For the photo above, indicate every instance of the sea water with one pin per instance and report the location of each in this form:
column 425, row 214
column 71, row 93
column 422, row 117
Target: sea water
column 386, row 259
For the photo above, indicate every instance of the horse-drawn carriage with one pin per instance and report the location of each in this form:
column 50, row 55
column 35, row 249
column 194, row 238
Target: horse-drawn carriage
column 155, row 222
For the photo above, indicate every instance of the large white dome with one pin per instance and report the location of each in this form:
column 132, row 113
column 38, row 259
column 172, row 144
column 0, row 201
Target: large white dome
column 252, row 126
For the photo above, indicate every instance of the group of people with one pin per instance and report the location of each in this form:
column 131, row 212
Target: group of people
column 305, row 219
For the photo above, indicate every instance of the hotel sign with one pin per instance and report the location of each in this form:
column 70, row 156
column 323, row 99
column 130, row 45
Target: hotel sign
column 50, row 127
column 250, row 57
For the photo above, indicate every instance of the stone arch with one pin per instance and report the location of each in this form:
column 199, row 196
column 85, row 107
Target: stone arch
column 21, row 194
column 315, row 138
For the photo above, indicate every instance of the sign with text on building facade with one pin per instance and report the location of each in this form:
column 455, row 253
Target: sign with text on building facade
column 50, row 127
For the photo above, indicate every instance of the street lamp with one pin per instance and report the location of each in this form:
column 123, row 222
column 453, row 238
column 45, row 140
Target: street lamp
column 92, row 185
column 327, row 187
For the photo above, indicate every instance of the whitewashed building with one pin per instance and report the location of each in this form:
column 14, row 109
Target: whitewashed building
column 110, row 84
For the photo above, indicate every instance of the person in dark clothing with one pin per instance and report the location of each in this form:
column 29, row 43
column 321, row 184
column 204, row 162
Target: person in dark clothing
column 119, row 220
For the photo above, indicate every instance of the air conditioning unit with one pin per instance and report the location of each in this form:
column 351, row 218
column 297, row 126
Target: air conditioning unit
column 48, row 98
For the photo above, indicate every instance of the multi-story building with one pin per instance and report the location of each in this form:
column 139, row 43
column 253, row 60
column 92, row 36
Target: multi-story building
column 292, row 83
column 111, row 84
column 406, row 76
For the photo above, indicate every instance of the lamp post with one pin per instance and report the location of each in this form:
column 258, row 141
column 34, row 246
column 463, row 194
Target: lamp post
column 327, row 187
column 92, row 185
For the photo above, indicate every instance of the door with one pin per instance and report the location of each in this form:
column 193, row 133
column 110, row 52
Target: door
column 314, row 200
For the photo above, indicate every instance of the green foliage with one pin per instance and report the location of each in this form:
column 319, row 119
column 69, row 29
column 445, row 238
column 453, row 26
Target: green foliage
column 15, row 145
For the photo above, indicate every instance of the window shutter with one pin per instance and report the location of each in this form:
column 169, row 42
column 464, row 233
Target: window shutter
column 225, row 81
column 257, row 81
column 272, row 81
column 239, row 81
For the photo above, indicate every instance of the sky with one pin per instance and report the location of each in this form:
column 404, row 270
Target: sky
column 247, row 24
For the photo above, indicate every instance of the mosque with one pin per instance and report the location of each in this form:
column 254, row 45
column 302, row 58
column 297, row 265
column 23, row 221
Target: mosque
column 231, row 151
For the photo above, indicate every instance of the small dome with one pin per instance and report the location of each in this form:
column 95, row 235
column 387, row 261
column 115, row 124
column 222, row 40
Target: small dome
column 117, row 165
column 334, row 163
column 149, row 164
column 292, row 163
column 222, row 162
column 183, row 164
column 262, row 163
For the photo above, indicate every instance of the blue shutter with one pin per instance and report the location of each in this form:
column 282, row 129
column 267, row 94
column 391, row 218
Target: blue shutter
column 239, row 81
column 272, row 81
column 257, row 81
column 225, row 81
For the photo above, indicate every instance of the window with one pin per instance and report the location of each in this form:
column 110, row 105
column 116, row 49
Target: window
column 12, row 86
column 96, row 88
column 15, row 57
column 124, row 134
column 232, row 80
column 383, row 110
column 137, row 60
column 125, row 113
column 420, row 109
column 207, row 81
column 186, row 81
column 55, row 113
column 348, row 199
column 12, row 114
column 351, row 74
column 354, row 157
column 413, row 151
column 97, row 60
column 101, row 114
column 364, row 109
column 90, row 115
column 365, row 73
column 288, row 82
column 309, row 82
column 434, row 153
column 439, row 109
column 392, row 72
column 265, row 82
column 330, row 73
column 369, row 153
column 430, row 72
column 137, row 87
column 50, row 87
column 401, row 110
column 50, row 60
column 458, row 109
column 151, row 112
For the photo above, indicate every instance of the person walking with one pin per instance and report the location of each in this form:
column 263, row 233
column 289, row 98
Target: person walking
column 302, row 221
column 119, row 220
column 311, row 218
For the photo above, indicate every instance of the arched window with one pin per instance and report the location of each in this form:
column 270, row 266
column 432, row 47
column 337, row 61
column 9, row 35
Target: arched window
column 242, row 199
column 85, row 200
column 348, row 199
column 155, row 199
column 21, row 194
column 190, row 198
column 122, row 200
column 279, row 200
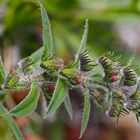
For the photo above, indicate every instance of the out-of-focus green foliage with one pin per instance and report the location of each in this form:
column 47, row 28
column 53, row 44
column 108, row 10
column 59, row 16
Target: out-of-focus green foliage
column 21, row 24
════════════════════
# What is needed
Word for word, output the whole listing, but not its pictures.

# Task response
For the photo above, indicate every instance of the sea water with one pin per instance and report the location of each in this form:
column 425, row 214
column 71, row 93
column 422, row 117
Target: sea water
column 386, row 259
For the photo above, indicate every instance of the horse-drawn carriage with one pin per instance and report the location of each in this form:
column 50, row 55
column 35, row 249
column 194, row 238
Target: horse-drawn carriage
column 155, row 222
For the photo above, indicate every instance of the large white dome with one pin per instance and report the location of each in this form:
column 132, row 113
column 38, row 259
column 172, row 144
column 0, row 201
Target: large white dome
column 252, row 126
For the photo above, indicate every instance of the group of people with one pin per instance and report the location of each in this form:
column 131, row 212
Target: group of people
column 305, row 219
For the photo above, indicate every instance of the hotel sign with one pin per instance and report the location of each in this form:
column 70, row 156
column 323, row 99
column 130, row 45
Target: hotel sign
column 50, row 127
column 250, row 57
For the photo above, indicate every instance of the stone arch with one pin per instance and report the location of each in this form:
column 199, row 196
column 85, row 107
Target: stone arch
column 21, row 194
column 315, row 138
For the photo above, indicate every instance of the sign with text on building facade with one pin per instance and report the location of each in this form:
column 455, row 253
Target: sign with text on building facade
column 50, row 127
For the photo above, indicate every instance of the street lamp with one pin per instance and report the location of each in this form:
column 123, row 222
column 453, row 238
column 45, row 140
Target: street lamp
column 92, row 185
column 327, row 187
For the photo above, indicate every instance of the whitewashed building with one pin per instance and report the location of each in this form:
column 14, row 109
Target: whitewashed building
column 110, row 84
For the photo above, indicate every instance of the person in dark clothing with one pin per instance and report the location of each in this form:
column 29, row 43
column 321, row 184
column 204, row 162
Target: person in dark clothing
column 119, row 220
For the photo above, indicate every instance of the air conditioning unit with one pin per instance and report the location of each in this form:
column 351, row 218
column 297, row 126
Target: air conditioning unit
column 48, row 98
For the photo above, indicate every instance of the multi-story building with one pin per instance and report the location of each in this form:
column 139, row 43
column 253, row 60
column 92, row 36
Target: multi-story building
column 292, row 83
column 111, row 84
column 406, row 76
For the photo above, indicate every instance of the lamp post with one pin per instance and report the location of each in this form:
column 258, row 141
column 34, row 246
column 463, row 194
Target: lamp post
column 327, row 187
column 92, row 185
For the photo above, indicate every instance of the door with one pin per instance and report the location of each in this form:
column 193, row 133
column 110, row 52
Target: door
column 314, row 200
For the photo above, indicate every instance of the green foliage with one pin per instance and report the location of each in this form:
column 319, row 119
column 69, row 29
column 445, row 238
column 453, row 26
Target: green foliage
column 15, row 145
For the photo above, indicate every instance of the window shutter with one pin per instance and report the location of each in this form:
column 169, row 42
column 464, row 233
Target: window shutter
column 225, row 81
column 257, row 81
column 272, row 81
column 239, row 81
For the photo above, indicate every instance of the sky with one pin per instance and report the location of each in this form:
column 404, row 270
Target: sky
column 247, row 24
For the photo above, indicate every instance of the mosque with one pin per instance and report the location of each in this form:
column 254, row 45
column 302, row 58
column 297, row 265
column 23, row 221
Target: mosque
column 231, row 151
For the photo above, indicate every instance of the small dome with one pin per instance and report the location of each in this form:
column 95, row 235
column 387, row 261
column 115, row 124
column 222, row 40
Target: small dome
column 117, row 165
column 334, row 163
column 149, row 164
column 292, row 163
column 222, row 162
column 183, row 164
column 262, row 163
For the photo above, indicate every instance of the blue shutter with one pin per instance and report the location of each in this form:
column 282, row 129
column 267, row 94
column 391, row 218
Target: blue shutter
column 239, row 81
column 272, row 81
column 257, row 81
column 225, row 81
For the photo above, indicate every instance of the window with one pin per instance and report the location of each in this form:
column 110, row 105
column 116, row 49
Target: window
column 12, row 86
column 96, row 88
column 15, row 57
column 124, row 134
column 232, row 80
column 383, row 110
column 137, row 60
column 125, row 113
column 420, row 109
column 207, row 81
column 186, row 81
column 55, row 113
column 348, row 199
column 12, row 114
column 351, row 74
column 354, row 157
column 413, row 151
column 97, row 60
column 101, row 114
column 364, row 109
column 90, row 115
column 365, row 73
column 288, row 82
column 309, row 82
column 434, row 153
column 439, row 109
column 392, row 72
column 265, row 82
column 330, row 73
column 369, row 153
column 430, row 72
column 137, row 87
column 50, row 87
column 401, row 110
column 50, row 60
column 458, row 109
column 151, row 112
For the photo above, indicate every instance of the person walking with one pin per instance and report the location of each in this form:
column 263, row 233
column 289, row 98
Target: person walking
column 302, row 221
column 119, row 220
column 311, row 218
For the photo above, indicate every instance of the arched window with one pin per instance and report the location of each in this form:
column 270, row 266
column 432, row 47
column 337, row 61
column 9, row 35
Target: arched window
column 242, row 199
column 85, row 200
column 348, row 199
column 155, row 199
column 21, row 194
column 190, row 198
column 122, row 200
column 279, row 200
For the photo above, indicate every instance of the out-of-focus green foliage with one pin per instance and report the location of each in this form:
column 47, row 28
column 53, row 44
column 108, row 10
column 59, row 16
Target: out-of-focus green foliage
column 21, row 24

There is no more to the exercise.